◆ WORK INSTRUCTIONS ◆
Once the images are set aside, return every entry exactly.

____

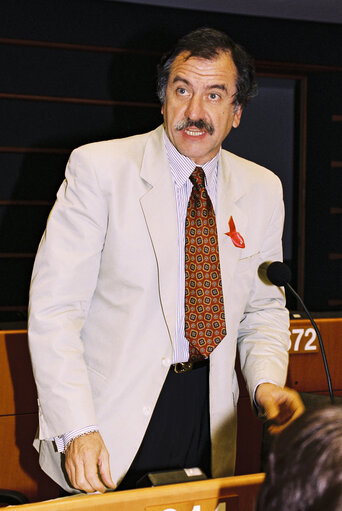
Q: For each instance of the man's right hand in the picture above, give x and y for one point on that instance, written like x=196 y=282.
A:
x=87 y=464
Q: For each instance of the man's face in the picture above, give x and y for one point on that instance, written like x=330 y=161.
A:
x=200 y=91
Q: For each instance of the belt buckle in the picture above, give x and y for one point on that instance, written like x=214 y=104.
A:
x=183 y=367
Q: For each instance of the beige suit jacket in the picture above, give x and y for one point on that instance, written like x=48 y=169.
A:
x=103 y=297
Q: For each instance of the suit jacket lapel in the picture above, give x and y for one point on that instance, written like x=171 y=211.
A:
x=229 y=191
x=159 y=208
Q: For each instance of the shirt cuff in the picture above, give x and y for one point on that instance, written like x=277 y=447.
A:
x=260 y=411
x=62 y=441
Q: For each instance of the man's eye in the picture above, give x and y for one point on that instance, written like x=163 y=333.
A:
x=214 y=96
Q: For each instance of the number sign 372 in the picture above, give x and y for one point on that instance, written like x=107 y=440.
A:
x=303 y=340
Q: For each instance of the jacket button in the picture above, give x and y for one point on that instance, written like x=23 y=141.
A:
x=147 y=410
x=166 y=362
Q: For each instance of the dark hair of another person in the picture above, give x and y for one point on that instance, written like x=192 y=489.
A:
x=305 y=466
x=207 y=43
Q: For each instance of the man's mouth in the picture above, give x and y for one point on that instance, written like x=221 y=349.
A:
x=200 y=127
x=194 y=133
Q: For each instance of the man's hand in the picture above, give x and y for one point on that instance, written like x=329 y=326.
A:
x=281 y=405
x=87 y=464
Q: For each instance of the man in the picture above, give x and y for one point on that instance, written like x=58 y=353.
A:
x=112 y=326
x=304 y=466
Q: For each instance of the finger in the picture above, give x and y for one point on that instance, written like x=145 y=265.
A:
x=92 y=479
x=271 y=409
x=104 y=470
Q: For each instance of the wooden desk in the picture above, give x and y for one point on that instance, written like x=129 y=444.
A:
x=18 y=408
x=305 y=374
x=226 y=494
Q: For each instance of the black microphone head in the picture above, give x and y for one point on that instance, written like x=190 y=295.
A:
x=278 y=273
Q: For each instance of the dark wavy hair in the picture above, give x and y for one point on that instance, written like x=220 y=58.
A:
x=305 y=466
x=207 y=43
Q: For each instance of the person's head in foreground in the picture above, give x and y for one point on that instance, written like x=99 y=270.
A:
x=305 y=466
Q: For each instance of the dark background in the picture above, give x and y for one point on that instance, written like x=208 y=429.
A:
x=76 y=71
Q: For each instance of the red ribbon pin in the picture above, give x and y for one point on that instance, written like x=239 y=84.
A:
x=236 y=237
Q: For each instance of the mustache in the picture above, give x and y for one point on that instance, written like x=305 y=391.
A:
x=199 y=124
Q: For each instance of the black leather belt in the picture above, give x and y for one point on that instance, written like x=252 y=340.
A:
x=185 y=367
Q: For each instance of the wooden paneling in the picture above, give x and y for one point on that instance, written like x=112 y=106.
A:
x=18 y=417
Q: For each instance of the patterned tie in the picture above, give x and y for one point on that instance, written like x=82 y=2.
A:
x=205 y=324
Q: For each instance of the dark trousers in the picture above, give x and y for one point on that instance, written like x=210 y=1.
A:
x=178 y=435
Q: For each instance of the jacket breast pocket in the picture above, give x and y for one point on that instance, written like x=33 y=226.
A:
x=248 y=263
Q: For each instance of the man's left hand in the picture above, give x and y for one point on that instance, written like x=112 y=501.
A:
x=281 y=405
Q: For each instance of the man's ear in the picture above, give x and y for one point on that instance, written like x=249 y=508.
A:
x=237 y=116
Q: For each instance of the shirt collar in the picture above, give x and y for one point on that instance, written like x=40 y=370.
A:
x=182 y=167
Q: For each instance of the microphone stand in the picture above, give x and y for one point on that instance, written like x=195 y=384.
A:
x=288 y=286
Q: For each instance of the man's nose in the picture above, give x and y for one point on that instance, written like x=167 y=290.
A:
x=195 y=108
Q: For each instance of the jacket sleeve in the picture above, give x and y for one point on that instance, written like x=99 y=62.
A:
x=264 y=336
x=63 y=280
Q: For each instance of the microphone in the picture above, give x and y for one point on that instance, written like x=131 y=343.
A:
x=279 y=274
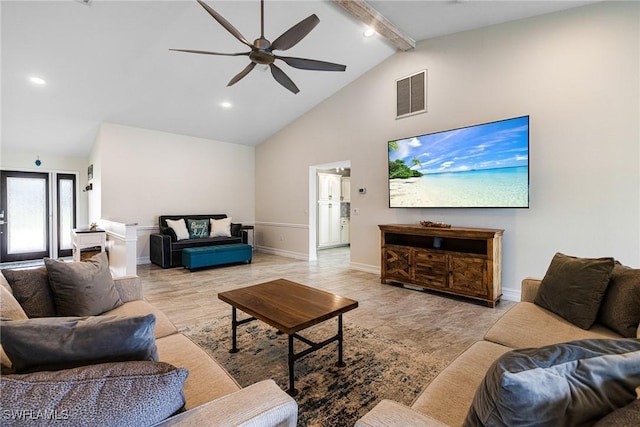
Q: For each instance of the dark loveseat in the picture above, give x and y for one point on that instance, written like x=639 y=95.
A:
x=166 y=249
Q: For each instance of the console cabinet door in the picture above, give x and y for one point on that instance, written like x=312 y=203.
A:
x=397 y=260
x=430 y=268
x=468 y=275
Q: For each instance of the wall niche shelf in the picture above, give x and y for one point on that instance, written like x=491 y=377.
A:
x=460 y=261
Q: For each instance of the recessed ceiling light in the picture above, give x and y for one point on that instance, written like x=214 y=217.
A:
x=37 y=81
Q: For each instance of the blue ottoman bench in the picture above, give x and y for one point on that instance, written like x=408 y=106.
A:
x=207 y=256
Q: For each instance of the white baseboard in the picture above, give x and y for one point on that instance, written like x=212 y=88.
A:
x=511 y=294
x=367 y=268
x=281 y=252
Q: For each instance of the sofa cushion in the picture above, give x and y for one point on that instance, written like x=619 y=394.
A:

____

◆ OUTPUT FOR THIS TASK ◆
Q: For each instance of the man's right hand in the picture above, give x and y for one point on that instance, written like x=196 y=282.
A:
x=87 y=464
Q: For each instance of the man's face in the picture above, give x and y for one point on that instance, written like x=330 y=161.
A:
x=200 y=91
Q: For each instance of the belt buckle in the picture above, give x and y for one point on that instance, written like x=214 y=104.
A:
x=183 y=367
Q: For each instance of the beige suit jacket in the picture above, give x and y for one point on that instance, written like x=48 y=169.
A:
x=103 y=297
Q: For each instance of the suit jacket lapel in the picture above, give x and y for one point on that instance, written like x=171 y=211.
A:
x=229 y=191
x=159 y=208
Q: For each instance of the shirt cuff in the picture above, give x and y for one point on that instance, written like x=277 y=447.
A:
x=260 y=411
x=62 y=441
Q: For each instance of the man's eye in the picture above, give x and y for one point on that instance, written like x=163 y=333.
A:
x=214 y=96
Q: For each instance of the number sign 372 in the picture above, give x and y for one point on that instance, written like x=107 y=440.
A:
x=303 y=340
Q: For each instance of the jacket button in the picture above, give x and y for one point on that instance, written like x=23 y=141.
A:
x=147 y=410
x=166 y=362
Q: For each instance of the dark hair of another person in the picture above, give x and y for one point on that instance, written like x=192 y=489.
A:
x=305 y=466
x=207 y=43
Q: For each instance of the man's mouth in the picture above, give x and y for one point on that instance, written like x=221 y=349.
A:
x=200 y=127
x=194 y=133
Q: For each instance of the man's hand in the picture above, give x and y for one point on that instance, written like x=329 y=326.
A:
x=281 y=405
x=87 y=464
Q: For each instance of the man in the picture above, give x and y for one point on that instance, written like x=58 y=353.
A:
x=112 y=326
x=304 y=466
Q: For each instance of the finger in the picture above, give x and y for one point on that instance, written like x=145 y=265.
A:
x=92 y=479
x=271 y=409
x=104 y=470
Q: For each instance of the wooden desk in the picture above, give x and y for one point on that instance, written like x=129 y=444.
A:
x=18 y=408
x=305 y=374
x=226 y=494
Q: For each instance of the black microphone head in the picture above, give x and y for one point on that instance, written like x=190 y=295.
A:
x=278 y=273
Q: For each instance of the dark wavy hair in the picture above, give x and y for one point on that instance, written like x=220 y=58.
A:
x=305 y=466
x=207 y=43
Q: For each instance of the person's head in foreground in the picture above, give x and y for one point on that instance, written like x=99 y=270.
A:
x=305 y=466
Q: For each instance of the dark background in the picture above, give x and y for one point on that instance, written like x=208 y=429.
A:
x=76 y=71
Q: For each instance of the red ribbon pin in the picture above, give x and y for one point on that instance, written like x=239 y=84.
A:
x=236 y=237
Q: For each instance of the mustache in the picture above, give x and y for one point on that instance, written like x=305 y=391.
A:
x=199 y=124
Q: For each instance of the black leather belt in the picture above, give x and y for one point on that instance, written like x=252 y=340.
A:
x=185 y=367
Q: For each instance of the wooden paneling in the picture above, give x and y for one point on that instance, written like x=112 y=106.
A:
x=18 y=417
Q: For each instance of the patterned tie in the picture above, give x and y for one point on that instance, written like x=82 y=2.
A:
x=205 y=324
Q: For each instance of the dark trousers in the picture above, give x and y for one point on that instance, written like x=210 y=1.
A:
x=178 y=435
Q: For each instance of the jacket breast pocket in the picture above, give x and y for one point on that instance, written like x=33 y=226.
A:
x=248 y=263
Q: For each instance of the man's left hand in the picture above, give x and y for one point on that instance, written like x=112 y=501.
A:
x=281 y=405
Q: For each instance of the man's ear in the picture above, give x and y for one point on that instance, written like x=249 y=508.
A:
x=237 y=116
Q: For each instance of the shirt collar in the picture above, give x and y for one point on that instance, written like x=40 y=370.
A:
x=182 y=167
Q: For each instance of the microphone stand in the picture above, give x and y for one point on that instance, written like x=195 y=384.
A:
x=288 y=286
Q: For each instance of the man's nose in the picture above, give x and y for one point on that instance, written like x=167 y=290.
A:
x=195 y=108
Q: For each instance of the jacket sleeve in the picture above, give x and y for one point on that instance, written like x=99 y=62.
A:
x=264 y=336
x=63 y=280
Q: For each instance of the microphone in the picture above, give x and y for one point on that instance, written like x=131 y=343.
A:
x=279 y=274
Q: For each instance of the dark loveseat in the picture above, give x and y for one point on that instance, written like x=639 y=95.
A:
x=166 y=249
Q: For each instance of the console cabinet door in the picture above, give x and y for one point on that instance, written like x=312 y=203.
A:
x=397 y=260
x=430 y=268
x=468 y=275
Q: For each instance of the wall niche shelf in the picture above, give x and y for one point on that instance, written like x=491 y=377.
A:
x=460 y=261
Q: For each instance of the recessed ceiling light in the picture above, give x and y for one point on that instance, written like x=214 y=217.
A:
x=37 y=81
Q: For each instance of the blue ottoman bench in the picture above, give x and y for one point on that instance, written like x=408 y=106.
A:
x=207 y=256
Q: For each instance of the white baseboard in the picture above, give x and y for one point on that instance, written like x=212 y=88.
A:
x=511 y=294
x=367 y=268
x=281 y=252
Q: For each instance of the sofa cushion in the picture above, give x and y for one point on that instance, written like x=619 y=394.
A:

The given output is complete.